◆ What to work on ◆
Only lines with the word "query" are wanted; copy each of them from the listing below.

◆ Material provided ◆

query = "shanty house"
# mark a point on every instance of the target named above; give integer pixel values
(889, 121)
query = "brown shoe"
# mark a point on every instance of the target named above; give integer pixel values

◆ Worked solution ◆
query = "shanty house"
query = "brown shoe"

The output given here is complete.